Search the records below for the line containing "Locate every street". Write out that line and every line after it exactly as written.

*** INPUT

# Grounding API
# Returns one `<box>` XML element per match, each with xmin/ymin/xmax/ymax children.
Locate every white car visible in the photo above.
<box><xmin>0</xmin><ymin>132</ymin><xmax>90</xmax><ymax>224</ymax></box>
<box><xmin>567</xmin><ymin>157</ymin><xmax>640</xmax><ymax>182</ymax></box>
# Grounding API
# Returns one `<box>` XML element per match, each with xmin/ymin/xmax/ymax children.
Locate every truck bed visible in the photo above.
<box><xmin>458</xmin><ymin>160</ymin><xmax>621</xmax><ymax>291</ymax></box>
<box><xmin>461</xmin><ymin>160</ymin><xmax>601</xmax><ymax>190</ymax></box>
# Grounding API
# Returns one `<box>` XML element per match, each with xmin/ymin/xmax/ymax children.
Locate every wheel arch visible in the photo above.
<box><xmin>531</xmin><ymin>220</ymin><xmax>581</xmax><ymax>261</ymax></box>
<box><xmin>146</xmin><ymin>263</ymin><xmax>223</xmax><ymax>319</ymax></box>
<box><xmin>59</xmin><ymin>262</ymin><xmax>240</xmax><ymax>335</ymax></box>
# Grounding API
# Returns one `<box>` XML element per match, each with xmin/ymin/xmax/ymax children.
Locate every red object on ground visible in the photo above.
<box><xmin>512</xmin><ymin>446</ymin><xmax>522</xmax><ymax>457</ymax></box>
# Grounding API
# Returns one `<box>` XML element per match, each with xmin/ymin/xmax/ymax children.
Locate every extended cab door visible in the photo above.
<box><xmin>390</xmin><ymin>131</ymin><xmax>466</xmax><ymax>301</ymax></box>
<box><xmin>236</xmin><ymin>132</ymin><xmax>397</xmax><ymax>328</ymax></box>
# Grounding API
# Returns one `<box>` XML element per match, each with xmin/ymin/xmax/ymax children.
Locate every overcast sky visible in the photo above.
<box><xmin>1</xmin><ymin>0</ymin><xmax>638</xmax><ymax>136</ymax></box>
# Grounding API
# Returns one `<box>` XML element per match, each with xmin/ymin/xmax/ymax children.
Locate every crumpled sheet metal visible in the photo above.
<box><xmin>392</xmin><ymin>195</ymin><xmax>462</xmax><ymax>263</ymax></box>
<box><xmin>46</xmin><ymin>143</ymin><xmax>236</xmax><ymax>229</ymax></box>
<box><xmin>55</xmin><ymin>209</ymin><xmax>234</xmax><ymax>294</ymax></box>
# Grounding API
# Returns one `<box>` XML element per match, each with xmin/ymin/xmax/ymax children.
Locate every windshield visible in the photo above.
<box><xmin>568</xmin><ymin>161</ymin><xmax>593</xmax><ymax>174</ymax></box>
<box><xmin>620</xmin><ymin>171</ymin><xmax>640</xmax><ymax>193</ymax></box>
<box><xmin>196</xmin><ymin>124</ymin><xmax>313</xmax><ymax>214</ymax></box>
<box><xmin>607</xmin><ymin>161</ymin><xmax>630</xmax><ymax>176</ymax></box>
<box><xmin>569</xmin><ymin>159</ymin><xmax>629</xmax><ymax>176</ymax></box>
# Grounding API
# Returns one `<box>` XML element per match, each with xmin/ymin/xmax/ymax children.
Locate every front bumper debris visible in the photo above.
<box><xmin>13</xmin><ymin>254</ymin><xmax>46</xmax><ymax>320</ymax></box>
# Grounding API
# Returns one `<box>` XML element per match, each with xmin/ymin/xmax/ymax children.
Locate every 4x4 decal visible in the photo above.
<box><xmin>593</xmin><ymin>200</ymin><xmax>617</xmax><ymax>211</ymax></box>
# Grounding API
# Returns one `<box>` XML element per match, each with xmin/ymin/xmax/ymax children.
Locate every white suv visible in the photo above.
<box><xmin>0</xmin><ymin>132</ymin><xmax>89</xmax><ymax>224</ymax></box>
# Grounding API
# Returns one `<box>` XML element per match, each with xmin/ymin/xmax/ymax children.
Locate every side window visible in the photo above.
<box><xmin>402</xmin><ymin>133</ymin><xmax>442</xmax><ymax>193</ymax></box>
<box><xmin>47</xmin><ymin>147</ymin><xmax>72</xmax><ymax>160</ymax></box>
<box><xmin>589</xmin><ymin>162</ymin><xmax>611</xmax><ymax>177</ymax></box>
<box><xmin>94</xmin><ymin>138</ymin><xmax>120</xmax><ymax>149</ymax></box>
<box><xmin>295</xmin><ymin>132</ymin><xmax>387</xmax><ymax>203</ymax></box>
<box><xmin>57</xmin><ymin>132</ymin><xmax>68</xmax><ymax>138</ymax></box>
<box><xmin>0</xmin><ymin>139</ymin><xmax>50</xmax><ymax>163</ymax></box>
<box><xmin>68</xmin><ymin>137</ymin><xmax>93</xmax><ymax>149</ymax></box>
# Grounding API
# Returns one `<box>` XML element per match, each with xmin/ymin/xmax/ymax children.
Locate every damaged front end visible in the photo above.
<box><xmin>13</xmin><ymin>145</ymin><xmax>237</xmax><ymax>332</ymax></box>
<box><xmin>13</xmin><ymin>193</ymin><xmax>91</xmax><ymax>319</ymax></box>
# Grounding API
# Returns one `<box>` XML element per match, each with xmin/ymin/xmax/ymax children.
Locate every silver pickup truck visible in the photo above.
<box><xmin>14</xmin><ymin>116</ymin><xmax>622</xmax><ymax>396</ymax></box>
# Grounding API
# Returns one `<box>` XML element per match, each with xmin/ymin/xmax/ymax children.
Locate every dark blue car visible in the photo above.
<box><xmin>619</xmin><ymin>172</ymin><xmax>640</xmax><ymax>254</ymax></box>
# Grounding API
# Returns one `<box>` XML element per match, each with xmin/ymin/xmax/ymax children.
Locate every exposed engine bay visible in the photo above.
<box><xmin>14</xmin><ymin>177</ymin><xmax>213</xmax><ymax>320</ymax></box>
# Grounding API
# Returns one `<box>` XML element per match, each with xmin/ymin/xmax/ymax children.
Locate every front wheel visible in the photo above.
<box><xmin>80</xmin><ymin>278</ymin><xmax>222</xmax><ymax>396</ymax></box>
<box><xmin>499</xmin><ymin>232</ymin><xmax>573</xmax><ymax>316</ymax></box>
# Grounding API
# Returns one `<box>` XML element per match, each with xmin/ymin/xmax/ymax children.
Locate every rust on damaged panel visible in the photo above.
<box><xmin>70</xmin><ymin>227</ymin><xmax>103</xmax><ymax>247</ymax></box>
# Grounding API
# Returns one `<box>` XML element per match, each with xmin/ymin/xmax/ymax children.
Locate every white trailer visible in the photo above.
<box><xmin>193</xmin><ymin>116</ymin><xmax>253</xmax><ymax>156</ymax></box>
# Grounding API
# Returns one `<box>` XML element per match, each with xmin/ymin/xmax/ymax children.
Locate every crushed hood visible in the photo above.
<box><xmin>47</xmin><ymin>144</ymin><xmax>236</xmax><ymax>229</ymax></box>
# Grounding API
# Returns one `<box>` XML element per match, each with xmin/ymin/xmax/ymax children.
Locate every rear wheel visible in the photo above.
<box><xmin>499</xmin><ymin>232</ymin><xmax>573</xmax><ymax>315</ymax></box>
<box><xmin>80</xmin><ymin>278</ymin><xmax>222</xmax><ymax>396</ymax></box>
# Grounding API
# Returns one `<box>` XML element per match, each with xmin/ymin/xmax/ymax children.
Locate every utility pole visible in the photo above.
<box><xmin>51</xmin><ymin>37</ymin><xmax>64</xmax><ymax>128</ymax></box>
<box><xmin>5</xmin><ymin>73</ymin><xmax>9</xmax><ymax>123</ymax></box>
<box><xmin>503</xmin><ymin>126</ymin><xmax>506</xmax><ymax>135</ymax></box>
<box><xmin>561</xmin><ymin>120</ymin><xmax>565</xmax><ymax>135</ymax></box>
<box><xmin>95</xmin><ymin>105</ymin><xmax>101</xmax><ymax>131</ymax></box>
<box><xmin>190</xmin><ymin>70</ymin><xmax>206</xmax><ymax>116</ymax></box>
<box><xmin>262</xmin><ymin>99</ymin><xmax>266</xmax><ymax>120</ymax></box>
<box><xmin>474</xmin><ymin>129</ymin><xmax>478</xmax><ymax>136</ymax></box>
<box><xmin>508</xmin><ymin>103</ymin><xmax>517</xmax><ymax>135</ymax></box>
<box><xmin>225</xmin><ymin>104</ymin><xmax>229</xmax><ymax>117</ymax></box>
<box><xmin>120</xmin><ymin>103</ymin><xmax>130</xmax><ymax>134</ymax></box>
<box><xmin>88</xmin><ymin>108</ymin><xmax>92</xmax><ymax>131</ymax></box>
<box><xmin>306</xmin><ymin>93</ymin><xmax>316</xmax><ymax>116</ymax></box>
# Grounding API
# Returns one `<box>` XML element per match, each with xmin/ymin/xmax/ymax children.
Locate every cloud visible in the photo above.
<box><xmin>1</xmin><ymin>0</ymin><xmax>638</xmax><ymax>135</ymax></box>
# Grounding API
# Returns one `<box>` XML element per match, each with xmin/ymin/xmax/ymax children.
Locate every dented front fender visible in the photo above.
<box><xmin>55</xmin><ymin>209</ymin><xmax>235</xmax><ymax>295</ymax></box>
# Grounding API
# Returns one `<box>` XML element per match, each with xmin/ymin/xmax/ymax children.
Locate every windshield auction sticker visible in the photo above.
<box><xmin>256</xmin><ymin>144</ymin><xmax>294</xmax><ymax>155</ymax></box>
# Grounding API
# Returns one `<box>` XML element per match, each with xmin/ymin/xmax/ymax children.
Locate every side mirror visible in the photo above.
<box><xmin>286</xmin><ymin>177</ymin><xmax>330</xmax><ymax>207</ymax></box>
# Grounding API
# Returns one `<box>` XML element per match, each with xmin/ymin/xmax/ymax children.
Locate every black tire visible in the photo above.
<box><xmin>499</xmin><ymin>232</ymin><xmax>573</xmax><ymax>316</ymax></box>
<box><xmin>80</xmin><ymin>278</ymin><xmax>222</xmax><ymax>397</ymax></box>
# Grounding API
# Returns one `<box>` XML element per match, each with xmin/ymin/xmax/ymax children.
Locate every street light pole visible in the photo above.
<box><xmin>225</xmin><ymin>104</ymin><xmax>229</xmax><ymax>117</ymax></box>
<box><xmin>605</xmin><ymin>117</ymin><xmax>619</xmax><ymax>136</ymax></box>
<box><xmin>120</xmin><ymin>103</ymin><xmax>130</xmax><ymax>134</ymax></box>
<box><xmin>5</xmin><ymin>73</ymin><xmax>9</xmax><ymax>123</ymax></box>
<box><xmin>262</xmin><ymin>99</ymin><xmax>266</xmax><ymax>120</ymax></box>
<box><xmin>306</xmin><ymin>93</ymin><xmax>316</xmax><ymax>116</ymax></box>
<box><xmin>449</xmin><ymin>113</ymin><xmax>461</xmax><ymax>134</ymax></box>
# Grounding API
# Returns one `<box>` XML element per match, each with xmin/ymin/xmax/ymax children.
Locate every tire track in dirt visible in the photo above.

******

- **SOLUTION**:
Locate every street light pole visible in the photo above.
<box><xmin>225</xmin><ymin>104</ymin><xmax>229</xmax><ymax>117</ymax></box>
<box><xmin>605</xmin><ymin>117</ymin><xmax>619</xmax><ymax>136</ymax></box>
<box><xmin>120</xmin><ymin>103</ymin><xmax>130</xmax><ymax>134</ymax></box>
<box><xmin>5</xmin><ymin>73</ymin><xmax>9</xmax><ymax>123</ymax></box>
<box><xmin>262</xmin><ymin>99</ymin><xmax>266</xmax><ymax>120</ymax></box>
<box><xmin>306</xmin><ymin>93</ymin><xmax>316</xmax><ymax>116</ymax></box>
<box><xmin>449</xmin><ymin>113</ymin><xmax>461</xmax><ymax>134</ymax></box>
# Grounding API
# Returns one `<box>` XML element per match, each with xmin/ymin/xmax/ymax children.
Locate every tire track in dirt visible in the photo above.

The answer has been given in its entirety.